FRAGMENTO DE PÁGINA →
A veces entrábamos en la papelería de nuestro barrio sin necesidad de comprar, sólo por el placer de disfrutar de aquella mezcla de olores donde el pegamento, la madera de los lápices, el aroma de las gomas de borrar y el perfume de los libros nuevos creaban un ambiente mágico lleno de sensaciones. Las papelerías eran entonces un buen negocio porque no tenían la competencia de otros establecimientos y también porque hace cuarenta años había más niños en las calles y en las casas abundaban las familias numerosas con niños en edad escolar. No sobraba para excesos, pero el material escolar era obligatorio en las  casas aunque esa semana no quedara dinero para el cine del domingo. 




Las papelerías fueron desapareciendo y las que han conseguido sobrevivir han tenido que reinventarse. “Ya no podemos mantenernos vendiendo artículos exclusivos de papelería”, me cuenta María Isabel Martínez Ibáñez. Es la propietaria de la papelería ‘Estrisa’, una superviviente que lleva treinta años manteniendo su negocio en el corazón de la calle de Pedro Jover, entre el Hospital Provincial y el Cuartel de la Misericordia.




“Ahora tenemos papelería, librería, prensa, hacemos fotocopias, vendemos mochilas, artículos de regalo, recargamos los teléfonos móviles y hasta he tenido que poner un punto de recepción para artículos de Amazón y el Corte Inglés que se venden por Internet”, explica la dueña.




Si hace treinta años había que ir a una  papelería si querías comprarte un lápiz o una goma, ahora la competencia ha estirado la oferta. Primero llegaron las grandes superficies comerciales, con la marca Pryca poniendo en jaque a cientos de pequeños negocios familiares y en los últimos tiempos se han sumado los bazares chinos, que se multiplican por los barrios, y donde se puede encontrar de todo. “Los chinos nos han hecho mucho daño porque la gente se cree que de verdad venden más barato, pero no tienen en cuenta la calidad del producto que están comprando”, subraya María Isabel Martínez.




En septiembre el negocio repunta por la vuelta al colegio, el material escolar, los libros de texto, pero ya no se vende como antes. También en Navidad se mejoran las ventas con los regalos que expone en sus vitrinas y con los libros, que compensan los meses de sequía comercial. “En general, las ventas han bajado mucho a lo largo del año. Se ha producido un descenso muy importante en los periódicos, antes llegaba un domingo y a las once de la mañana no te quedaba ya prensa del día, y ahora cuesta poder vender la mitad”.

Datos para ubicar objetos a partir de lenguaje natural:
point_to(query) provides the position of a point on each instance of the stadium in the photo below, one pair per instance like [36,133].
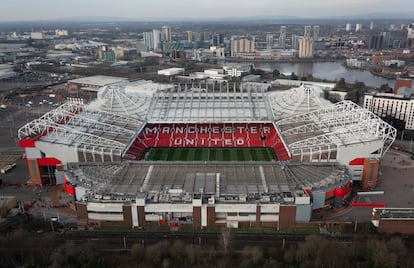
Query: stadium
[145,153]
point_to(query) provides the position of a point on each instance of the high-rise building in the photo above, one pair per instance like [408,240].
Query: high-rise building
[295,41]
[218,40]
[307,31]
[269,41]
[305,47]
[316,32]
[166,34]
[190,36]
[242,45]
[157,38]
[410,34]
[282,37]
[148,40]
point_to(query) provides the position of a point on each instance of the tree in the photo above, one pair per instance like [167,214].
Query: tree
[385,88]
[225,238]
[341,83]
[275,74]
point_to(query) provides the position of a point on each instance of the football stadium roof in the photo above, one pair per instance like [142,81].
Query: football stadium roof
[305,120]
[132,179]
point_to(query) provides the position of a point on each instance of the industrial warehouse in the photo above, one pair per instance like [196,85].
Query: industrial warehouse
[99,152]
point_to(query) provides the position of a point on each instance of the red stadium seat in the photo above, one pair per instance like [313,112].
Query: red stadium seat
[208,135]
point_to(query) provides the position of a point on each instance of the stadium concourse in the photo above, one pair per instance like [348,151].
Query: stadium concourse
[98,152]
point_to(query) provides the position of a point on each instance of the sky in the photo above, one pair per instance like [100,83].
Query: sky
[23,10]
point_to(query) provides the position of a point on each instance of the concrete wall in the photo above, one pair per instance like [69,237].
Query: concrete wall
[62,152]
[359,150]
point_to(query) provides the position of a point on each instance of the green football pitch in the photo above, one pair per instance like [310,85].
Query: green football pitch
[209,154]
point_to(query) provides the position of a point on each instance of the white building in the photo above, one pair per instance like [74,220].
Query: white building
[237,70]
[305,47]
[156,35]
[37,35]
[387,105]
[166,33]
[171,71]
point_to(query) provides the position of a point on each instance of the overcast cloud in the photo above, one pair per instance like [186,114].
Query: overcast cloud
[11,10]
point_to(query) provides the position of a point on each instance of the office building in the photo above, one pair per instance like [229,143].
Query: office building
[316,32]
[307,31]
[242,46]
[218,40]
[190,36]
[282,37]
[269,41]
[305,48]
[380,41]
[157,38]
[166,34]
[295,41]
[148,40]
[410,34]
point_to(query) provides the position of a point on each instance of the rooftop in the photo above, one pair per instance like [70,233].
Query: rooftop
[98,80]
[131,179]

EJERCICIOS →
• a. Convierte en una lista breve el párrafo del texto que empieza por «Si hace treinta años». Conserva sus datos principales.
• b. Reproduce sin cambios el pasaje del texto que arranca en las palabras "Las papelerías fueron" y termina después de "explica la dueña.".

RESPUESTAS →
• a.
- Hace treinta años, para comprar un lápiz o una goma había que ir a una papelería. Ahora la competencia ha estirado la oferta.
- Primero llegaron las grandes superficies comerciales. La marca Pryca puso en jaque a cientos de pequeños negocios familiares.
- Después se sumaron los bazares chinos, que se multiplican por los barrios y donde se encuentra de todo.
- Según María Isabel Martínez, los chinos les han hecho mucho daño. La gente cree que venden más barato, pero no tiene en cuenta la calidad de lo que compra.

• b.
Las papelerías fueron desapareciendo y las que han conseguido sobrevivir han tenido que reinventarse. “Ya no podemos mantenernos vendiendo artículos exclusivos de papelería”, me cuenta María Isabel Martínez Ibáñez. Es la propietaria de la papelería ‘Estrisa’, una superviviente que lleva treinta años manteniendo su negocio en el corazón de la calle de Pedro Jover, entre el Hospital Provincial y el Cuartel de la Misericordia.




“Ahora tenemos papelería, librería, prensa, hacemos fotocopias, vendemos mochilas, artículos de regalo, recargamos los teléfonos móviles y hasta he tenido que poner un punto de recepción para artículos de Amazón y el Corte Inglés que se venden por Internet”, explica la dueña.